_AUFGABEN UND ÜBUNGEN_
A. Beantworte anhand des Textes zur Kawasaki Ninja H2 diese Fragen:
(i) Wie viele Clicks bekamen die Fotos der Ninja H2 innerhalb von 2 Tagen?
(ii) Mit welchem Motorrad könnte man die Ninja H2 laut Text ansatzweise vergleichen?
(iii) Zu welchen drei Motorrädern erwartete man eine dominante und vernichtende Alternative?
B. Schreibe aus dem Text zur Kawasaki Ninja H2 die Stelle von „Als wir damals“ bis „auf diesem Planeten.“ wortgetreu ab.

_TEXTABSCHNITT_
┄┄┄┄┄┄┄┄┄┄

Preis Kawasaki Ninja H2

Als wir damals die ersten Infos zur Ninja H2 online stellen, sorgte das für noch nie da gewesene Click-Rekorde. 700.000 Clicks auf die Fotos der Ninja H2 innerhalb von 2 Tagen ließen unsere Server beinahe verglühen. Doch viele Leser erwarteten ein anderes Motorrad. Man erwartete scheinbar eine dominante und vernichtende Alternative zu BMW S 1000 RR, Panigale und R1. Doch schnell wurde klar, dass die Ninja H2 nicht in die Schublade der Supersportler passt. Man könnte sie Ansatzweise mit einer Hayabusa vergleichen, aber mit deutlich exklusiverem Anspruch und Technik auf einem anderen Niveau. Also ein Motorrad, dass dazu gebaut wurde, um Beschleunigung und Geschwindigkeit intensiver zu erleben als mit jedem anderem Fahrzeug auf diesem Planeten.

┄┄┄┄┄┄┄┄┄┄

Auszüge aus Daten zur Ortsbeschriftung:

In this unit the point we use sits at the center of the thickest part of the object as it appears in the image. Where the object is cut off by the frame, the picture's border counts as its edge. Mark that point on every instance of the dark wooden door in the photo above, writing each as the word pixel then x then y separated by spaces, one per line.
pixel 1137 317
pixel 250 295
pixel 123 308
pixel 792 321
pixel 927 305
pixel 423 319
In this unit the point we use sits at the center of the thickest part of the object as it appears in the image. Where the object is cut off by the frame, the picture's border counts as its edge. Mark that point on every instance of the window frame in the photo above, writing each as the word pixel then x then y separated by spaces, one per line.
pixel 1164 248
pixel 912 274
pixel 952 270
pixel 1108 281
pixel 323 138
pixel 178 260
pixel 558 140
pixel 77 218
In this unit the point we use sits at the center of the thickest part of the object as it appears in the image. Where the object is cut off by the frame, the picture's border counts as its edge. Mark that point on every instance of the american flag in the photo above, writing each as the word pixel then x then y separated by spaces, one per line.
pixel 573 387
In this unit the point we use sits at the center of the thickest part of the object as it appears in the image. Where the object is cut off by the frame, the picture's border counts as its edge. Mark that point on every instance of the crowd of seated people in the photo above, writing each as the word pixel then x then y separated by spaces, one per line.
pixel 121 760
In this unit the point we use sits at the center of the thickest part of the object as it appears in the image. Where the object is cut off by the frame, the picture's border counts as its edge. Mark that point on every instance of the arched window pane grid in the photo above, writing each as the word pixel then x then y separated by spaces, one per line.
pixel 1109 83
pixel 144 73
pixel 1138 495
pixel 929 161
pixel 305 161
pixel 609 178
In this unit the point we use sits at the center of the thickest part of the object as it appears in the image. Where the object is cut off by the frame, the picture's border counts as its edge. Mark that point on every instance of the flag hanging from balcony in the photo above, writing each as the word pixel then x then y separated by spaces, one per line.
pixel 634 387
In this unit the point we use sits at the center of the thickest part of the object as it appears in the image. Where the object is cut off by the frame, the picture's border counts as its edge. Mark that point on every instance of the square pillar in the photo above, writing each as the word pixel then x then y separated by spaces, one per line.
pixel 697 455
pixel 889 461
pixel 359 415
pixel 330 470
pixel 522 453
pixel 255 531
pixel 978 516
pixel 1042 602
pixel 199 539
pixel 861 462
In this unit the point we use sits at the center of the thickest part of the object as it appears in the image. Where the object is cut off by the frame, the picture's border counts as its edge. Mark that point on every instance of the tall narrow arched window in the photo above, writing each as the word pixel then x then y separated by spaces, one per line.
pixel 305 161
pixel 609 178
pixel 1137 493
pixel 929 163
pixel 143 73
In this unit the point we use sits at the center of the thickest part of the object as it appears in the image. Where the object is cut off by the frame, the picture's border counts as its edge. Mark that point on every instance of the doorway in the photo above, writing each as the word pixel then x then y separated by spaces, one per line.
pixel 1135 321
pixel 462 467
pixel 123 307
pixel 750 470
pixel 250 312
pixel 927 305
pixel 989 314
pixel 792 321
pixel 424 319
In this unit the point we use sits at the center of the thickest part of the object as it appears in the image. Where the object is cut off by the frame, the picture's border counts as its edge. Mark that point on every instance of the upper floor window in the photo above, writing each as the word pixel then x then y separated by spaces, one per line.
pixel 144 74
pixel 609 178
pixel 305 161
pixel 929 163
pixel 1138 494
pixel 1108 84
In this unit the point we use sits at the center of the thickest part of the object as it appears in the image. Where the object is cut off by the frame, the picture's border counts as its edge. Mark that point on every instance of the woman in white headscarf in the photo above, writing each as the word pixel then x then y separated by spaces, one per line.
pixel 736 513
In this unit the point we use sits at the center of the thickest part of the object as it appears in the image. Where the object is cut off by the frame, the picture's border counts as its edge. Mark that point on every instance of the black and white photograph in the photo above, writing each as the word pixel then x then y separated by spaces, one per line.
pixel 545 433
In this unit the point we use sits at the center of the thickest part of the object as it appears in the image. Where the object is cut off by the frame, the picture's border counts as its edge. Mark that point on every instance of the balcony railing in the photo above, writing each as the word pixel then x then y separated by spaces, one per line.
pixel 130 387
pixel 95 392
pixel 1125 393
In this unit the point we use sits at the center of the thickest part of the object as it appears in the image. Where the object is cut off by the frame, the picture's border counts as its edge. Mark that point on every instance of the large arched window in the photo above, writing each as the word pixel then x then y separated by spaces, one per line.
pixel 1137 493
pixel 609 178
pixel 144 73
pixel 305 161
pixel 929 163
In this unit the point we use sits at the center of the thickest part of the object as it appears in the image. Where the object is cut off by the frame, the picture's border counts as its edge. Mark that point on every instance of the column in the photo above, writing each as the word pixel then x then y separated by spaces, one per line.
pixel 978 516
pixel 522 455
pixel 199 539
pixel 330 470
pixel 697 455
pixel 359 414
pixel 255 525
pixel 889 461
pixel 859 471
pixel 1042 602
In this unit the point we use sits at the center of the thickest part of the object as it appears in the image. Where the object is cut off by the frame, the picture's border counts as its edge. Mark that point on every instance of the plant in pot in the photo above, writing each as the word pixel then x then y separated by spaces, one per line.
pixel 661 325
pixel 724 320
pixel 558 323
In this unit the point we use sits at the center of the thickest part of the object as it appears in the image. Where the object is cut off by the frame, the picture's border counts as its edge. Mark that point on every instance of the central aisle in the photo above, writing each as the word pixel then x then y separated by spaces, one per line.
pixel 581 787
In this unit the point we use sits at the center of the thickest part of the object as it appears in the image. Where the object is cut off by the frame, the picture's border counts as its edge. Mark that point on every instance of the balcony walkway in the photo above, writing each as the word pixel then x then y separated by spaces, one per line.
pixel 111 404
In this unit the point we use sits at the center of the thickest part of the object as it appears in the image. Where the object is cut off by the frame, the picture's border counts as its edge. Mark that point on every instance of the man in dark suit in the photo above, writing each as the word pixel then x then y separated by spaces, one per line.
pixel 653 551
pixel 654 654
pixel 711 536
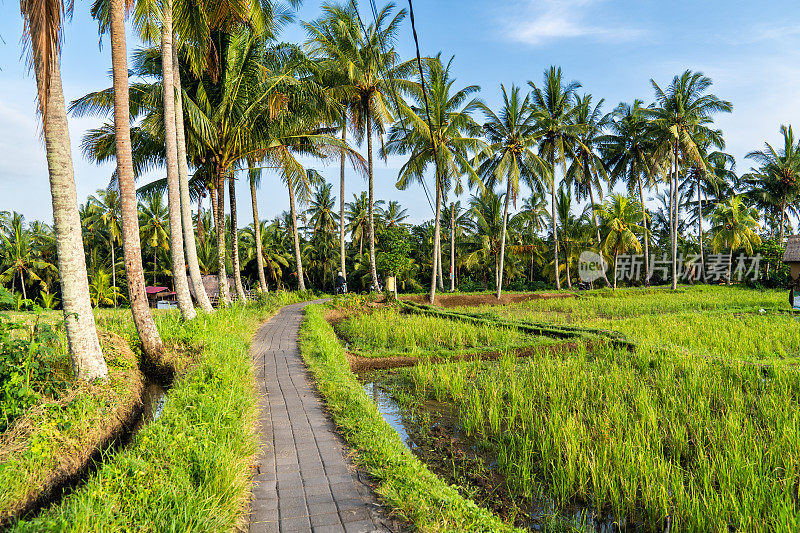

┄┄┄┄┄┄┄┄┄┄

_LÖSUNGEN_
A.
(i) 700.000 Clicks
(ii) Mit einer Hayabusa
(iii) BMW S 1000 RR, Panigale und R1

B.
Als wir damals die ersten Infos zur Ninja H2 online stellen, sorgte das für noch nie da gewesene Click-Rekorde. 700.000 Clicks auf die Fotos der Ninja H2 innerhalb von 2 Tagen ließen unsere Server beinahe verglühen. Doch viele Leser erwarteten ein anderes Motorrad. Man erwartete scheinbar eine dominante und vernichtende Alternative zu BMW S 1000 RR, Panigale und R1. Doch schnell wurde klar, dass die Ninja H2 nicht in die Schublade der Supersportler passt. Man könnte sie Ansatzweise mit einer Hayabusa vergleichen, aber mit deutlich exklusiverem Anspruch und Technik auf einem anderen Niveau. Also ein Motorrad, dass dazu gebaut wurde, um Beschleunigung und Geschwindigkeit intensiver zu erleben als mit jedem anderem Fahrzeug auf diesem Planeten.